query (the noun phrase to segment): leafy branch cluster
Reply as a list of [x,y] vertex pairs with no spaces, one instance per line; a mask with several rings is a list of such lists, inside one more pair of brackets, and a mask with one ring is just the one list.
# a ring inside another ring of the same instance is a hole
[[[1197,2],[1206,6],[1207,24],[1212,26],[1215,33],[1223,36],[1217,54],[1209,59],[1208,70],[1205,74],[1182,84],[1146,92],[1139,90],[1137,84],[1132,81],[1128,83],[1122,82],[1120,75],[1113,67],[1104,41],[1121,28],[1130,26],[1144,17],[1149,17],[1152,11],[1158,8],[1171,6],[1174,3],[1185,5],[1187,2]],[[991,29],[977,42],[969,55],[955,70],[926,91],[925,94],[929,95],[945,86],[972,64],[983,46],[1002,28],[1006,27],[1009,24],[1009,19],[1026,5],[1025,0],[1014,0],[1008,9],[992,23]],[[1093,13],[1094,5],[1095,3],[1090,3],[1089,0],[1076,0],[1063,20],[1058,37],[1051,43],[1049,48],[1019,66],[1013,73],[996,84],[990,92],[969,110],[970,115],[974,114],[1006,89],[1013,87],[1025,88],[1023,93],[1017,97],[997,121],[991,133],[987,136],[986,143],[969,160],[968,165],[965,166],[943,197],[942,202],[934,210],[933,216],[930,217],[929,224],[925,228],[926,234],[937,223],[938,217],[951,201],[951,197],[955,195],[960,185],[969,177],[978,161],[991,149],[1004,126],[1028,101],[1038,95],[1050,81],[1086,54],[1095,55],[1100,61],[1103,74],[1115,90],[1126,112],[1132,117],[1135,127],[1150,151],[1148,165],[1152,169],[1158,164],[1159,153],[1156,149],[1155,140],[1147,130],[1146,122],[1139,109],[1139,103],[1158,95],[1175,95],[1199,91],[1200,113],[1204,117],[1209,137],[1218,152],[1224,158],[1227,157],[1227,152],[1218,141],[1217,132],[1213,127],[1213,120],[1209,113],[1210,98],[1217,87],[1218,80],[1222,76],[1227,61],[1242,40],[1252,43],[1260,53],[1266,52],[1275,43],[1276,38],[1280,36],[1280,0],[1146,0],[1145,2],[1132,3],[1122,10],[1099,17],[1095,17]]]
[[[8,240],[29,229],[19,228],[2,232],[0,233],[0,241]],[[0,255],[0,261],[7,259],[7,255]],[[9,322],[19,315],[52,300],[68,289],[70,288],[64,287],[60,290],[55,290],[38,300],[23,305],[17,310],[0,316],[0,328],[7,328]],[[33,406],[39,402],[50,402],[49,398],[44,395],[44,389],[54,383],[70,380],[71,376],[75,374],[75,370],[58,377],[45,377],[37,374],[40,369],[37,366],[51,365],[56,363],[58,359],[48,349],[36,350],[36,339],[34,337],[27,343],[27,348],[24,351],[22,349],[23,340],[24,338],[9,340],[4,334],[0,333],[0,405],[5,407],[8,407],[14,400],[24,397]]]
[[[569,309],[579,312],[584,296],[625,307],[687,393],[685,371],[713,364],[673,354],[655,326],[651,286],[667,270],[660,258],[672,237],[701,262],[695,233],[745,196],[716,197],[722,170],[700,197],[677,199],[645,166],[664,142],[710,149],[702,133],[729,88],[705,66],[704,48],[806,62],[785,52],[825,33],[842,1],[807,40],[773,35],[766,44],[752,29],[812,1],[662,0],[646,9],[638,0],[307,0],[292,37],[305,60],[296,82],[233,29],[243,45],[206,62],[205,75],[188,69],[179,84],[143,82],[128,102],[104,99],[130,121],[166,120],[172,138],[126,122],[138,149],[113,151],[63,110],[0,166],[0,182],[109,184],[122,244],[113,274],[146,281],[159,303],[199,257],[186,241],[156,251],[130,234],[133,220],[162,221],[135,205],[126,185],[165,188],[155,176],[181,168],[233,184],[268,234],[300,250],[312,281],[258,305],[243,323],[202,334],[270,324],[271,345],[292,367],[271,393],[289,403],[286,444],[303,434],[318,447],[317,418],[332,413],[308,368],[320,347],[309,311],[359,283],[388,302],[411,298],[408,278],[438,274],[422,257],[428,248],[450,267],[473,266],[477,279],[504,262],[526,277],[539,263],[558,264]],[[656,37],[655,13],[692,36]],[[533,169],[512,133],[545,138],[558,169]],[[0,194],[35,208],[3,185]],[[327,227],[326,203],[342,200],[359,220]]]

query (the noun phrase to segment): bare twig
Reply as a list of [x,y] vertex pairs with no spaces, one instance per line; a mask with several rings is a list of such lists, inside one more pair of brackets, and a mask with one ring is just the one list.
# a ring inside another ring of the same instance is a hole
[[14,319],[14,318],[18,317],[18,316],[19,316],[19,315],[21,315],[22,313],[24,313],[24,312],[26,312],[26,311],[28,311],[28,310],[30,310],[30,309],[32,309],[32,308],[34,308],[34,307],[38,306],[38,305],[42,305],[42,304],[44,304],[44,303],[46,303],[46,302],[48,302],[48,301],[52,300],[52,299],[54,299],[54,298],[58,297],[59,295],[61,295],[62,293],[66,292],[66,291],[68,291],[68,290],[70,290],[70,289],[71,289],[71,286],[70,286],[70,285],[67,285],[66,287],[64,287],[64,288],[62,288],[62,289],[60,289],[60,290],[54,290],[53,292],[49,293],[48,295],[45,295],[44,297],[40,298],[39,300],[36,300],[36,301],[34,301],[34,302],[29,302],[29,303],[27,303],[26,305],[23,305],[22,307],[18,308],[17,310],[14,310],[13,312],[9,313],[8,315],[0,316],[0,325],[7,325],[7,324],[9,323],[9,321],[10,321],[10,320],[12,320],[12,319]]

◇ ◇ ◇ ◇ ◇

How many lines of the data hold the string "noun"? Reply with the number alone.

:: Result ::
2